### WHAT YOU ARE ASKED TO DO
Please copy the data below line for line, keeping every character unchanged.

### PROVIDED DATA
-.-.-

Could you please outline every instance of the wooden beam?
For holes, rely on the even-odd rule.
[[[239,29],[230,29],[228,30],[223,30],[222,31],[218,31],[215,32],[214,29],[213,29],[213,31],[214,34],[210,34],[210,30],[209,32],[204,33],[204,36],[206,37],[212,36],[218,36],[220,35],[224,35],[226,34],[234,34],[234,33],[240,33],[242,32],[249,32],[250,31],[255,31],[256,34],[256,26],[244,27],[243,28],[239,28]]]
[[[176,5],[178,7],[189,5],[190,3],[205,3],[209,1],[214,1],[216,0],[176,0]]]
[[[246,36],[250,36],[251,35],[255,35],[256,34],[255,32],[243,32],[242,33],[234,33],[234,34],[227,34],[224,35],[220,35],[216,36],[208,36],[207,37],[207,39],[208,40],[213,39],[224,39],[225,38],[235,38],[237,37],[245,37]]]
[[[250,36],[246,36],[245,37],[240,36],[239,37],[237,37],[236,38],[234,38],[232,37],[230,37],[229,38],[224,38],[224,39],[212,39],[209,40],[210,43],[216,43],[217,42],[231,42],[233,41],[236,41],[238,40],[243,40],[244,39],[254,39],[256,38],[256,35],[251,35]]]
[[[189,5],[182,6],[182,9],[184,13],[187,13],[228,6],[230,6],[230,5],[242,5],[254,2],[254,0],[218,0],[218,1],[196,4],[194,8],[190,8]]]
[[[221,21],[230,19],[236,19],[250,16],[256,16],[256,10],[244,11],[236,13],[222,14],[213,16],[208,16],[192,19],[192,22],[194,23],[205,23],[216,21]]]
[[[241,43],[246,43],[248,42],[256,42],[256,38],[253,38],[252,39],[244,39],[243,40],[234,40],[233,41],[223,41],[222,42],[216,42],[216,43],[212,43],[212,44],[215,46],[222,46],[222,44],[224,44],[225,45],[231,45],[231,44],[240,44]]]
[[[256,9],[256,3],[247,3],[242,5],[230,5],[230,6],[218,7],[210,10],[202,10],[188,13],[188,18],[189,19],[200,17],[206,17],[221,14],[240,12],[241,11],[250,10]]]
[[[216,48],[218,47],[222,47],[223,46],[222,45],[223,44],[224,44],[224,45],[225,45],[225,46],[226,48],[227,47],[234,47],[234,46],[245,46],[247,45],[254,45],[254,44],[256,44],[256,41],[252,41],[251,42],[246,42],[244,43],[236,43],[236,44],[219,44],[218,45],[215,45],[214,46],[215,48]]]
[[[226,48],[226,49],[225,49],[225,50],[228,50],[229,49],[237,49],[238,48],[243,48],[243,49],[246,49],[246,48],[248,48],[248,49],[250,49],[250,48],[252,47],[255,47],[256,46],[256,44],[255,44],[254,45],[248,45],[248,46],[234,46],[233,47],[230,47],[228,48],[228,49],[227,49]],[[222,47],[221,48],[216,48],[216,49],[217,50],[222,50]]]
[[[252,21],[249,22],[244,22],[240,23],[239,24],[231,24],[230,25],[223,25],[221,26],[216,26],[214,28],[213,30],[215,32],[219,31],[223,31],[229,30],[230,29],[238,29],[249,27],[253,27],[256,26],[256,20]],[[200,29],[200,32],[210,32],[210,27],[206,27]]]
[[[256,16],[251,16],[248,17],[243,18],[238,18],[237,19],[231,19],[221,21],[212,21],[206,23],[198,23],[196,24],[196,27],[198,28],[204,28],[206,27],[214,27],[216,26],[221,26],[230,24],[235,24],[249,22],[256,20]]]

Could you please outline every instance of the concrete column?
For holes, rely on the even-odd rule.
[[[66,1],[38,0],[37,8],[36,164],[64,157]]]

-.-.-

### TASK SOLUTION
Could you please outline every instance of the wooden beam?
For holes, rely on the even-odd rule.
[[[239,29],[230,29],[228,30],[223,30],[222,31],[218,31],[215,32],[214,29],[213,29],[213,31],[214,34],[210,34],[210,30],[209,32],[204,33],[204,36],[206,37],[212,36],[218,36],[220,35],[224,35],[226,34],[234,34],[234,33],[240,33],[242,32],[249,32],[250,31],[255,31],[256,34],[256,26],[244,27],[243,28],[239,28]]]
[[[176,5],[178,7],[189,5],[190,3],[205,3],[209,1],[214,1],[216,0],[176,0]]]
[[[246,36],[250,36],[251,35],[255,35],[256,34],[255,32],[243,32],[242,33],[234,33],[234,34],[227,34],[224,35],[220,35],[216,36],[208,36],[207,37],[207,39],[208,40],[213,39],[224,39],[225,38],[235,38],[237,37],[245,37]]]
[[[250,36],[246,36],[245,37],[240,36],[239,37],[237,37],[236,38],[234,38],[232,37],[230,37],[229,38],[224,38],[224,39],[212,39],[209,40],[210,43],[216,43],[217,42],[231,42],[233,41],[236,41],[238,40],[243,40],[244,39],[254,39],[256,38],[256,35],[251,35]]]
[[[189,5],[182,6],[182,9],[184,13],[187,13],[228,6],[230,6],[230,5],[242,5],[254,2],[254,0],[218,0],[218,1],[196,4],[194,8],[190,8]]]
[[[221,21],[230,19],[236,19],[250,16],[256,16],[256,10],[244,11],[236,13],[222,14],[213,16],[208,16],[192,19],[192,22],[194,23],[205,23],[216,21]]]
[[[241,43],[246,43],[248,42],[256,42],[256,38],[253,38],[252,39],[244,39],[243,40],[234,40],[233,41],[223,41],[222,42],[216,42],[216,43],[212,43],[212,44],[215,46],[222,46],[222,44],[224,44],[225,45],[231,45],[231,44],[240,44]]]
[[[256,9],[256,3],[247,3],[242,5],[230,5],[230,6],[218,7],[210,10],[202,10],[188,13],[188,18],[189,19],[200,17],[206,17],[221,14],[240,12],[241,11],[250,10]]]
[[[216,48],[218,47],[222,47],[223,46],[222,45],[223,44],[224,44],[224,45],[225,45],[225,46],[226,48],[227,47],[234,47],[234,46],[245,46],[247,45],[254,45],[254,44],[256,44],[256,41],[252,41],[251,42],[246,42],[244,43],[236,43],[236,44],[219,44],[218,45],[215,45],[214,46],[215,48]]]
[[[226,48],[226,49],[225,49],[225,50],[228,50],[229,49],[237,49],[238,48],[243,48],[243,49],[246,49],[246,48],[248,48],[248,49],[250,49],[250,48],[252,47],[255,47],[256,46],[256,44],[255,44],[254,45],[248,45],[248,46],[234,46],[233,47],[230,47],[228,48],[228,49],[227,49]],[[222,47],[221,48],[216,48],[216,49],[217,50],[222,50]]]
[[[252,21],[249,22],[244,22],[240,23],[239,24],[231,24],[230,25],[223,25],[221,26],[216,26],[214,28],[213,30],[215,32],[219,31],[223,31],[229,30],[230,29],[238,29],[249,27],[253,27],[256,26],[256,20]],[[200,29],[200,32],[210,32],[210,27],[206,27]]]
[[[256,16],[251,16],[248,17],[243,18],[238,18],[237,19],[231,19],[221,21],[212,21],[206,23],[198,23],[196,24],[196,27],[198,28],[204,28],[206,27],[214,27],[216,26],[221,26],[230,24],[235,24],[249,22],[256,20]]]

Could you please outline every instance of the concrete column?
For holes, rely on the even-odd rule.
[[[66,1],[38,0],[37,8],[36,164],[64,157]]]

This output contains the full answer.